* begin EXCERPT PROVIDED *

I have nothing else to do right now so am a bit tempted to go fix this.

> I'm working on a patch to reduce the LockReassignCurrentOwner problem
> in the server when using pg_dump with lots of objects.

Cool.

            regards, tom lane

Re: pg_dump and thousands of schemas

From
"Hugo "
Date:
Thanks again for the hard work, guys.

When I said that the schemas were empty, I was talking about data, not
tables. So you are right that each schema has ~20 tables (plus indices,
sequences, etc.), but pretty much no data (maybe one or two rows at most).
Data doesn't seem to be so important in this case (I may be wrong though),
so the sample database should be enough to find the weak spots that need
attention.

> but in the mean time it can be circumvented
> by using -Fc rather than -Fp for the dump format.
> Doing that removed 17 minutes from the run time.

* end EXCERPT PROVIDED *

**SET EXERCISE 1:**
Revise the pg_dump thread by swapping "sample database" for "test database" in the part from "When I said" up to and including "the dump format.", then write that part out.
**SET EXERCISE 2:**
Answer these about the pg_dump thread:
(a) What problem is the patch meant to reduce?
(b) About how many tables does each schema have?
(c) How much time did using -Fc instead of -Fp take off the run time?
**SET EXERCISE 3:**
Extend the pg_dump thread, picking up after its last line.
You won't need the material that comes after the pg_dump thread.

* begin INFORMATION SUPPLIED *

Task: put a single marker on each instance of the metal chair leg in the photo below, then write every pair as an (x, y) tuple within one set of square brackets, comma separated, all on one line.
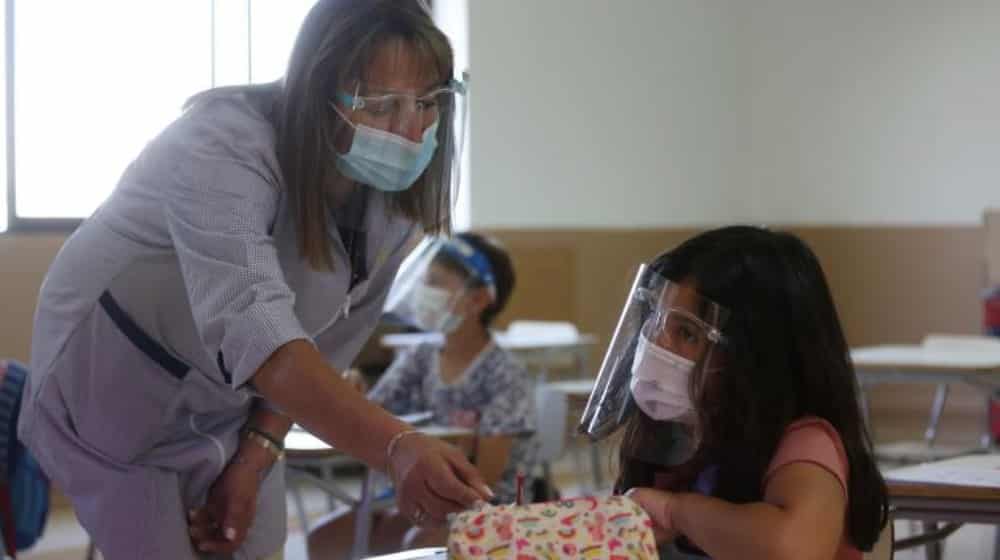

* end INFORMATION SUPPLIED *

**EXPECTED OUTPUT 1:**
When I said that the schemas were empty, I was talking about data, not
tables. So you are right that each schema has ~20 tables (plus indices,
sequences, etc.), but pretty much no data (maybe one or two rows at most).
Data doesn't seem to be so important in this case (I may be wrong though),
so the test database should be enough to find the weak spots that need
attention.

> but in the mean time it can be circumvented
> by using -Fc rather than -Fp for the dump format.

**EXPECTED OUTPUT 2:**
(a) The LockReassignCurrentOwner problem in the server when using pg_dump with lots of objects.
(b) About 20.
(c) 17 minutes.

**EXPECTED OUTPUT 3:**
We do use -Fc in our production server, but it doesn't help much (dump time
still > 24 hours). Actually, I tried several different dump options without
success. It seems that you guys are very close to great improvements here.
Thanks for everything!

Best,
Hugo

--
View this message in context:
http://postgresql.1045698.n5.nabble.com/pg-dump-and-thousands-of-schemas-tp5709766p5710341.html
Sent from the PostgreSQL - performance mailing list archive at Nabble.com.

Re: pg_dump and thousands of schemas

From
Tatsuo Ishii
Date:
>> We recently fixed a couple of O(N^2) loops in pg_dump, but those covered
>> extremely specific cases that might or might not have anything to do
>> with what you're seeing.  The complainant was extremely helpful about
>> tracking down the problems:
>> http://archives.postgresql.org/pgsql-general/2012-03/msg00957.php
>> http://archives.postgresql.org/pgsql-committers/2012-03/msg00225.php
>> http://archives.postgresql.org/pgsql-committers/2012-03/msg00230.php
>
> I'm wondering if these fixes (or today's commit) include the case for
> a database has ~100 thounsands of tables, indexes. One of my customers
> has had troubles with pg_dump for the database, it takes over 10
> hours.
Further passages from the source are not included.